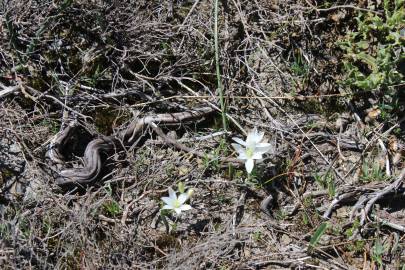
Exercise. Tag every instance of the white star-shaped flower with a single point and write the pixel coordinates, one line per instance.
(251, 149)
(176, 203)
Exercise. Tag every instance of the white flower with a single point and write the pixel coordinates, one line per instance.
(177, 203)
(251, 149)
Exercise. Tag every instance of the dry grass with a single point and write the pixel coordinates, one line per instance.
(104, 62)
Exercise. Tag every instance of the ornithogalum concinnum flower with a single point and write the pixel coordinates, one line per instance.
(175, 203)
(251, 149)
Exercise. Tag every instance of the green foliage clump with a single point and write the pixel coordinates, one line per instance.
(374, 51)
(374, 56)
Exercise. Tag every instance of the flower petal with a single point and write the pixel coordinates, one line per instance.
(239, 148)
(257, 155)
(240, 141)
(254, 136)
(242, 156)
(182, 198)
(249, 164)
(172, 194)
(185, 207)
(167, 200)
(262, 150)
(263, 144)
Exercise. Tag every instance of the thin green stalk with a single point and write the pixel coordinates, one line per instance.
(218, 71)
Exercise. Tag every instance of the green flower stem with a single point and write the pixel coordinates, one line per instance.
(219, 84)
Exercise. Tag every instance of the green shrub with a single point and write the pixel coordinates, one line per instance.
(374, 52)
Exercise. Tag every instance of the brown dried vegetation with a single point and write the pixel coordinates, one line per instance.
(104, 63)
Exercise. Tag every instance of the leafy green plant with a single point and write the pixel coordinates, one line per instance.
(372, 172)
(318, 234)
(112, 208)
(377, 252)
(373, 54)
(373, 51)
(326, 181)
(212, 161)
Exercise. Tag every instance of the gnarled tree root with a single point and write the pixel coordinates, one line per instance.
(108, 145)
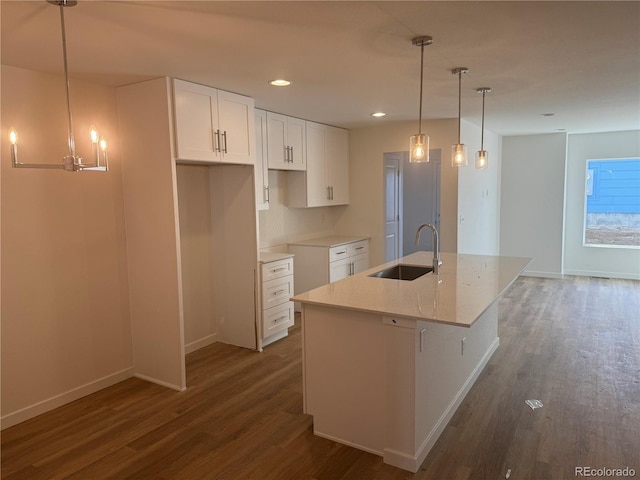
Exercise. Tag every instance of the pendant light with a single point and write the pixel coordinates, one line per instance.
(419, 143)
(70, 162)
(482, 156)
(459, 150)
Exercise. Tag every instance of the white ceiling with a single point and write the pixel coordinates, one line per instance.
(577, 60)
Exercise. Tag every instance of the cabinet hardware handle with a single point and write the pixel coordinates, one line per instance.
(216, 141)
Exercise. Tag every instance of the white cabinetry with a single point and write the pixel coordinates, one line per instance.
(326, 180)
(189, 228)
(261, 172)
(277, 288)
(212, 125)
(286, 142)
(328, 259)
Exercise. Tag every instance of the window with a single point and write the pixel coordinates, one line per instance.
(612, 206)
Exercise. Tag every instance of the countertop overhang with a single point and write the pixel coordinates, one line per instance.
(465, 287)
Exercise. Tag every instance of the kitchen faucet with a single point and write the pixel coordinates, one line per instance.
(436, 250)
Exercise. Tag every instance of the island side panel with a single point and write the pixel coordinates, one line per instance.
(445, 373)
(345, 376)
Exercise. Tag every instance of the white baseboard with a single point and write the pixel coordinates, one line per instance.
(160, 382)
(534, 273)
(404, 461)
(592, 273)
(198, 344)
(44, 406)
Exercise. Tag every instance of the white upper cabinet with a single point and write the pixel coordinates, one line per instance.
(213, 125)
(326, 180)
(286, 142)
(261, 171)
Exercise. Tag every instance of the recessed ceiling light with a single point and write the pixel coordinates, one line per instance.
(280, 82)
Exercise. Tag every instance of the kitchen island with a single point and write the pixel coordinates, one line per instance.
(387, 362)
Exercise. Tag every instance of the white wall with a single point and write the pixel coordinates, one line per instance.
(598, 261)
(479, 194)
(365, 214)
(532, 200)
(65, 308)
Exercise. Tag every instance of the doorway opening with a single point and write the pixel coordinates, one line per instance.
(412, 197)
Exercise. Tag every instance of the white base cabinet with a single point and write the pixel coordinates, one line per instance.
(328, 259)
(276, 311)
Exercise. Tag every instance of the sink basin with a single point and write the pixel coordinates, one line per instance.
(402, 272)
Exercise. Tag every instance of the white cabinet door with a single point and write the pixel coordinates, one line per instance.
(339, 269)
(296, 140)
(360, 263)
(317, 190)
(236, 122)
(337, 165)
(213, 125)
(326, 181)
(261, 171)
(196, 121)
(286, 142)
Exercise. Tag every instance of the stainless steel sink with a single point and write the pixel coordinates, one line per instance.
(403, 272)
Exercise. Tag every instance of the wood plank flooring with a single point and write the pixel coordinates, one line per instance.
(573, 344)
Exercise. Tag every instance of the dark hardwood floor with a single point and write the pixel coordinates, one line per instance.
(573, 344)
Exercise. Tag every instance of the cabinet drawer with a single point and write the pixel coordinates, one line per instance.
(358, 248)
(277, 318)
(338, 253)
(277, 291)
(277, 269)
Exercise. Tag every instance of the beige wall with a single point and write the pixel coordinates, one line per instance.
(64, 309)
(364, 216)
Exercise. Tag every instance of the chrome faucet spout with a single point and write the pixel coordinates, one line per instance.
(436, 246)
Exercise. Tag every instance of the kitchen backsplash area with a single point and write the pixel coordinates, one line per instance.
(280, 225)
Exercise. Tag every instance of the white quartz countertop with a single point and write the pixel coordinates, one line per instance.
(465, 287)
(268, 257)
(329, 241)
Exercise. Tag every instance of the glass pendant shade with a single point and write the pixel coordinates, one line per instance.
(419, 148)
(459, 155)
(482, 159)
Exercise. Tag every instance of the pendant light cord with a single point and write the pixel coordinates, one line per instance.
(459, 101)
(72, 143)
(421, 75)
(482, 134)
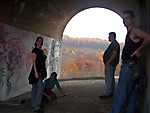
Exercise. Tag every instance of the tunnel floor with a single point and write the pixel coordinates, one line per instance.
(82, 97)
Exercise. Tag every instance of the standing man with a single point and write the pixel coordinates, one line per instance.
(136, 39)
(111, 59)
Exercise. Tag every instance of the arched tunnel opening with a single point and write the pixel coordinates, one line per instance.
(85, 38)
(24, 20)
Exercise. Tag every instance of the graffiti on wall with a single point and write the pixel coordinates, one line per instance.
(15, 54)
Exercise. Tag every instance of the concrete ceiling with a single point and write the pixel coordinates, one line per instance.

> _WHAT YOU ARE ASKED TO DO_:
Restate the listing above word for word, and skip the pictures.

> _RESULT OF THE EXERCISE_:
Exercise. Tag every instance of the white star-shaped flower with a single point and write the pixel coordinates, one line per instance.
(251, 149)
(176, 203)
Exercise. Tag every instance of the white flower with a single point and write the pixel coordinates, one line per instance.
(177, 203)
(251, 149)
Exercise. Tag every instance of the dry grass with a single point and write the pixel coordinates, one line per instance.
(104, 62)
Exercise. Tag every instance of the ornithogalum concinnum flower with a single point and write the pixel coordinates, one line per instance.
(175, 203)
(251, 149)
Exercise. Tag every instance of the green foliage clump with a single point and write the pixel coordinates, one line per instance.
(374, 51)
(374, 56)
Exercise. Tag every instance of the flower petal with a single point and write the pixel coordinates, one line per instance.
(239, 148)
(257, 155)
(240, 141)
(254, 136)
(242, 156)
(182, 198)
(249, 164)
(172, 194)
(185, 207)
(167, 200)
(262, 150)
(263, 144)
Exercise. Tag every instance of the thin green stalk with a single point and write the pixel coordinates, one line per instance.
(218, 71)
Exercise. Tag every instance of the green flower stem with a single point and write the pixel coordinates, one line per instance.
(219, 84)
Exercise. Tag every instance of the green shrub with a single point and write the pixel coordinates, one line per instance.
(374, 52)
Exercise. Tag every instance of the brown dried vegetation with a single point and write the pixel coordinates, one line per instance.
(104, 63)
Exercise. Tag every instance of the leafy green plant with a single point and write the pixel coordinates, one line per instance.
(372, 172)
(318, 234)
(112, 208)
(377, 252)
(373, 54)
(373, 51)
(326, 181)
(212, 161)
Exercise. Tag every instance of the gnarled tree root with a single point and write the pixel coordinates, one line per instance.
(108, 145)
Exercise. Tag every instance of the pendant light with a single point and write the pixel coordinates, one line per instance.
(419, 143)
(70, 162)
(482, 156)
(459, 150)
Exercise. Tag every instance of the white ceiling with a single point and write the pixel coordinates, one line per instance.
(577, 60)
Exercise. Tag every instance of the cabinet hardware handle with a single point and write the pixel coordinates, one line per instance.
(216, 141)
Exercise. Tag every instance of the white cabinetry with a single point and write the pixel coordinates, one line per instance.
(326, 180)
(189, 228)
(261, 172)
(277, 288)
(212, 125)
(286, 142)
(328, 259)
Exercise. Tag every instance of the window with a single point and write the pixel coordinates, one line per instance.
(612, 206)
Exercise. Tag every instance of the countertop overhang with a single point and write the pixel coordinates, one line per instance.
(465, 287)
Exercise. Tag every instance of the kitchen faucet with a single point and write the pixel coordinates, one line per instance.
(436, 250)
Exercise. Tag every instance of the island side panel with a single point and write the pixel coordinates, one line per instance.
(445, 373)
(345, 376)
Exercise. Tag every instance of the white baseboard with a single point and write the pixel coordinates, one line per instance.
(160, 382)
(534, 273)
(404, 461)
(592, 273)
(198, 344)
(44, 406)
Exercise. Tag every instance of the white upper cabinet with a single point and write the pixel coordinates, one line per instance.
(213, 125)
(326, 180)
(286, 142)
(261, 171)
Exercise. Tag every instance of the recessed ceiling light with a single point and write the pixel coordinates, one line per instance.
(280, 82)
Exercise. Tag every instance of the kitchen island with a single point and write the pixel coordinates, one line per instance.
(387, 362)
Exercise. Tag every instance of the white wall with a single point and write the pixel coordinates, one line per instance.
(598, 261)
(479, 194)
(365, 214)
(532, 200)
(65, 308)
Exercise. Tag every instance of the doorway opening with a single point and write the pixel coordinates, one line per instance.
(412, 197)
Exercise. Tag every instance of the white base cabinet with a single point and write the pixel coordinates, one line per instance.
(328, 259)
(276, 311)
Exercise. Tag every instance of the sink basin with a single point and write the pixel coordinates, one line per instance.
(402, 272)
Exercise. Tag every instance of the white cabinet door with a single point and write the pixel coordinates, one line per instance.
(339, 269)
(296, 140)
(360, 263)
(317, 190)
(236, 122)
(337, 165)
(213, 125)
(326, 181)
(261, 171)
(196, 121)
(286, 142)
Exercise. Tag every instance of the stainless steel sink with a single point and write the pixel coordinates, one line per instance.
(403, 272)
Exercise. Tag every instance of the wood plank flooring with a single point and write the pixel coordinates, one line per instance.
(573, 344)
Exercise. Tag every instance of the dark hardwood floor with a single point and write the pixel coordinates, one line per instance.
(573, 344)
Exercise. Tag every instance of the cabinet drawer with a single point and write the pixel coordinates, one line per instance.
(358, 248)
(277, 318)
(338, 253)
(277, 291)
(277, 269)
Exercise. Tag every instance of the beige wall with a single point and write the pixel coordinates, one line per instance.
(64, 309)
(364, 216)
Exercise. Tag every instance of the chrome faucet spout with a single point and write the pixel coordinates, one line per instance.
(436, 246)
Exercise. Tag every instance of the kitchen backsplash area with a single point and write the pixel coordinates, one line per instance.
(280, 225)
Exercise. Tag every instance of the white quartz countertop with a single point and write the pixel coordinates, one line per instance.
(465, 287)
(268, 257)
(329, 241)
Exercise. Tag every instance of the glass pendant shade with a single point and write the pixel coordinates, one line per instance.
(419, 148)
(459, 155)
(482, 159)
Exercise. Tag every instance of the pendant light cord with a single point and write the pixel coordinates, one line per instance.
(459, 101)
(72, 143)
(421, 75)
(482, 134)
Exercise. Tag every instance of the tunnel floor with a single point and write the pixel coordinates, one line per instance.
(82, 97)
Exercise. Tag every instance of the standing man with a single point and write the pixel coordinates, one line per instance.
(136, 39)
(111, 59)
Exercise. Tag every instance of the arched tunnel opening with a single point and write the pixel coordinates, one line per instance.
(85, 38)
(24, 20)
Exercise. Tag every instance of the graffiti on wall with a single point and write the pixel coordinates, one line per instance.
(15, 54)
Exercise. Tag every instance of the concrete ceiling with a single point and write the pixel coordinates, one line per instance.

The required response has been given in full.